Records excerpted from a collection

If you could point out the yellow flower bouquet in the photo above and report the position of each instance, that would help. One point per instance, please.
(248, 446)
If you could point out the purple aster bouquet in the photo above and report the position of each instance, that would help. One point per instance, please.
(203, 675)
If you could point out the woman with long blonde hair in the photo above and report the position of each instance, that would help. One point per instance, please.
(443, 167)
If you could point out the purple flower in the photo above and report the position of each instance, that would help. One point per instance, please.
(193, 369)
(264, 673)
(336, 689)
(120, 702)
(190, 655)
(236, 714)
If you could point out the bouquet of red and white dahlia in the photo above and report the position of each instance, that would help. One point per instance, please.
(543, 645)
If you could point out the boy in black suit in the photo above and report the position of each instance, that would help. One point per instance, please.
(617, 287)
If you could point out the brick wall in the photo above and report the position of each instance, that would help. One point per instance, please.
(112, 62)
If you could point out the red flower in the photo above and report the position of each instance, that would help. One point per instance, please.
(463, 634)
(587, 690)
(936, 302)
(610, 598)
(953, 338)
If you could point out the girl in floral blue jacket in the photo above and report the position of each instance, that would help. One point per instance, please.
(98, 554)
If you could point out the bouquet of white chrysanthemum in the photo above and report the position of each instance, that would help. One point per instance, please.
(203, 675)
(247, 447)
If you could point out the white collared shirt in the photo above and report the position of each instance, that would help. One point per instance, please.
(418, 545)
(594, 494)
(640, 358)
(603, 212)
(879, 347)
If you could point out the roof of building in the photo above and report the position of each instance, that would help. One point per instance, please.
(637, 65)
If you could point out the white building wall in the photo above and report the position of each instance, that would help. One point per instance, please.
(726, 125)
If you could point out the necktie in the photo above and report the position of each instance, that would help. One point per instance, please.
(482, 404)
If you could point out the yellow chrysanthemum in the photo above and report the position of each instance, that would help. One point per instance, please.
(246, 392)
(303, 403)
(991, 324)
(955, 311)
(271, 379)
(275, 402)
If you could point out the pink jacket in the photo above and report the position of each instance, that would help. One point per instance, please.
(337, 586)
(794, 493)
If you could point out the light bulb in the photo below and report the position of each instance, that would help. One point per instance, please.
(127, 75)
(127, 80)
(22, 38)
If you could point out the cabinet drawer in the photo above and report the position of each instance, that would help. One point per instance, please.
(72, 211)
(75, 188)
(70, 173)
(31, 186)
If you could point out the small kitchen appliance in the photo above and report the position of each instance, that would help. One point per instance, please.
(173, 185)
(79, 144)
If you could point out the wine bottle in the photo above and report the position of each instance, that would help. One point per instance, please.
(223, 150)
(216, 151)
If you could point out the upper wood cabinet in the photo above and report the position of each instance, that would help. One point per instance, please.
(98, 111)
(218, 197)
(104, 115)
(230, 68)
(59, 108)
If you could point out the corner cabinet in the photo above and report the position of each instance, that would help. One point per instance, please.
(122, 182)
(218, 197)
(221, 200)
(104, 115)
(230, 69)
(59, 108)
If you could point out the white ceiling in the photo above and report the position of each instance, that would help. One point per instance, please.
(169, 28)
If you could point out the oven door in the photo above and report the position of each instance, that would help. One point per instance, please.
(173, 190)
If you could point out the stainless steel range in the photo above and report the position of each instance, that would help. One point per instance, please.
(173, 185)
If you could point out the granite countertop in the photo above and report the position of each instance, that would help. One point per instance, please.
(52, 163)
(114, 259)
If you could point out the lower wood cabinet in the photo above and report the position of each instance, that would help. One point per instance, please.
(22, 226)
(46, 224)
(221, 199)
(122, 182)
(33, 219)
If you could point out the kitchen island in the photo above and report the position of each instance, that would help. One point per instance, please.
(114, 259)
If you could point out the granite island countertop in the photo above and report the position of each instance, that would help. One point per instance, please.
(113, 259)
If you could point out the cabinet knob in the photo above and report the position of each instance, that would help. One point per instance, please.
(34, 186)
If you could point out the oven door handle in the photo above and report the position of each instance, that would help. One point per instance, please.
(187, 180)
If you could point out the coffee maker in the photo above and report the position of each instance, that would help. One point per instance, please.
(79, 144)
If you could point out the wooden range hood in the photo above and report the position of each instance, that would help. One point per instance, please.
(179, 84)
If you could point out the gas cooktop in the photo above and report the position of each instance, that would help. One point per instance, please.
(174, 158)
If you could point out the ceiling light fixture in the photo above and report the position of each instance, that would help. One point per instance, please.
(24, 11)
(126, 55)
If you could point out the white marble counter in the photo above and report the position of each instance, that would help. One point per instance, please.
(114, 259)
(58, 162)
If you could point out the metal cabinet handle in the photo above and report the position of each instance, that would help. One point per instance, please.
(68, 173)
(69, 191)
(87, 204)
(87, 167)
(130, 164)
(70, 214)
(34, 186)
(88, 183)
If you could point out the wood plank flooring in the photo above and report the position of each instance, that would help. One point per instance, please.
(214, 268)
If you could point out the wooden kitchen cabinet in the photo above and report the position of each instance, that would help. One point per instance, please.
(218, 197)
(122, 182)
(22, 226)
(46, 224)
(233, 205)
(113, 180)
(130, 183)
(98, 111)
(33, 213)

*Aim of the exercise:* Copy all of the data exactly.

*Finished exercise:*
If you could point out the yellow flower bouquet in the photo above and report the position of each instance, that would help. One point per instance, please.
(248, 446)
If you could point out the purple aster bouquet in the photo above and report the position of each instance, that would help. One point per instance, please.
(203, 675)
If you could point out the woman with long blonde hair in the photo above and report the position of each instance, that would help. One point per instance, please.
(443, 167)
If you could point out the purple flower in the photo above and report the position of each instance, that would help. One point per instance, please.
(193, 369)
(264, 673)
(336, 689)
(120, 702)
(190, 655)
(236, 714)
If you could point out the bouquet of red and white dahlia in the photo above and report the position of each instance, that would help. One point per instance, please.
(543, 645)
If you could point out the boy in black suit in the photo above and report the position of each instance, that would help. One point per instance, please.
(617, 287)
If you could point out the brick wall in the photo above and report the position of each instance, that would help. One point per instance, please.
(112, 62)
If you could point out the red flower in the photo above and report the position of each instance, that would help. One point per instance, please.
(463, 634)
(587, 690)
(936, 302)
(610, 598)
(953, 338)
If you could point out the girl in floral blue jacket in the photo above and report the position of each instance, that would help. One point per instance, please.
(98, 554)
If you could point out the bouquet of white chrysanthemum in the photo above and report the position of each instance, that would help. One point per instance, please.
(203, 675)
(247, 447)
If you could point out the white collared shirt in the photo above and report the position of each instance, that would help. One point per instance, please.
(418, 545)
(594, 494)
(640, 358)
(603, 212)
(879, 347)
If you could point out the roof of building in the photo above and report the position of each instance, that would help. One point per instance, please.
(637, 65)
If you could point out the white building wall in the photo above and report the position of each instance, that would help. One point per instance, please.
(726, 125)
If you could point out the necktie in the photo above and report the position of each instance, that would help. One point per instance, please.
(482, 404)
If you could point out the yellow chrysanthemum in the photo above and report the position of each instance, that would help. One point per instance, please.
(246, 392)
(303, 403)
(991, 324)
(955, 311)
(271, 379)
(275, 402)
If you could point out the pink jacket in the photo above and report the position of each instance, that would help. One point per instance, please.
(337, 586)
(794, 493)
If you could point out the light bulb in the photo below and report the position of each instance, that would help. One point per instance, please.
(127, 75)
(127, 80)
(22, 38)
If you could point out the cabinet drawer in the photo above and report the position of each instance, that would help. One point per instance, please.
(72, 211)
(75, 188)
(70, 173)
(31, 186)
If you could point out the small kitchen appliance in the photo above and report the position of each instance, that would help. One point per instance, please.
(173, 185)
(79, 144)
If you could point out the wine bottle in the photo above and report the position of each instance, that would help. One point per instance, please.
(223, 150)
(216, 151)
If you could point out the upper wood cabinet in the photo above and report the position of each instance, that would help. One point per instance, please.
(98, 111)
(218, 197)
(104, 115)
(230, 68)
(59, 108)
If you could point out the corner cabinet in the photo above and report the position of each instance, that would help. One point per instance, please.
(122, 182)
(218, 197)
(221, 200)
(104, 115)
(230, 69)
(59, 108)
If you could point out the white ceiling in the photo above and report the position of each instance, that would help. One point per instance, please.
(169, 28)
If you could point out the oven door in the photo above and report the position of each instance, that would help. One point per instance, please.
(173, 190)
If you could point out the stainless steel range in the photo above and report the position of each instance, that would help. One point per instance, please.
(173, 185)
If you could point out the granite countertop in the photo above and report the position of each instance, that would help. One point per instance, please.
(52, 163)
(114, 259)
If you could point out the lower wood cabinet in the photo above and report the position of each instance, that would help. One point per instance, please.
(22, 226)
(46, 224)
(221, 199)
(122, 182)
(33, 219)
If you could point out the kitchen island in the photo above and report the position of each instance, that would help. One point per instance, please.
(114, 259)
If you could point out the granite island countertop in the photo above and report the position of each instance, that would help. One point per instance, please.
(113, 259)
If you could point out the cabinet knob in the photo above and report the position of each instance, that would help. One point per instance, please.
(34, 186)
If you could point out the oven door handle in the photo above and report the position of each instance, that would help. One point per instance, please.
(187, 180)
If you could point out the coffee maker in the photo above and report the position of each instance, that would help. One point per instance, please.
(79, 144)
If you could point out the wooden range hood in the photo above and report the position of each instance, that would help. One point per instance, please.
(179, 84)
If you could point out the gas cooktop in the photo above and report the position of each instance, that would help. One point per instance, please.
(174, 158)
If you could point out the ceiling light fixture in the photo above and report the position of each instance, that would help. One point per instance, please.
(24, 11)
(126, 55)
If you could point out the white marble counter in the photo above and report the position of each instance, that would help. One point per instance, please.
(114, 259)
(58, 162)
If you could point out the metal cabinet handle in the photo above and report the position of each instance, that would help. One point per instance, please.
(68, 173)
(69, 191)
(87, 204)
(87, 167)
(130, 164)
(70, 214)
(34, 186)
(88, 183)
If you could point out the wood plank flooring in the photo above and report the position of each instance, that would help. One point per instance, please.
(214, 268)
If you could point out the wooden kitchen cabinet in the photo above and report the position of each instance, that would help. One point per instance, please.
(218, 197)
(122, 182)
(22, 226)
(46, 224)
(233, 205)
(113, 180)
(130, 183)
(98, 111)
(33, 213)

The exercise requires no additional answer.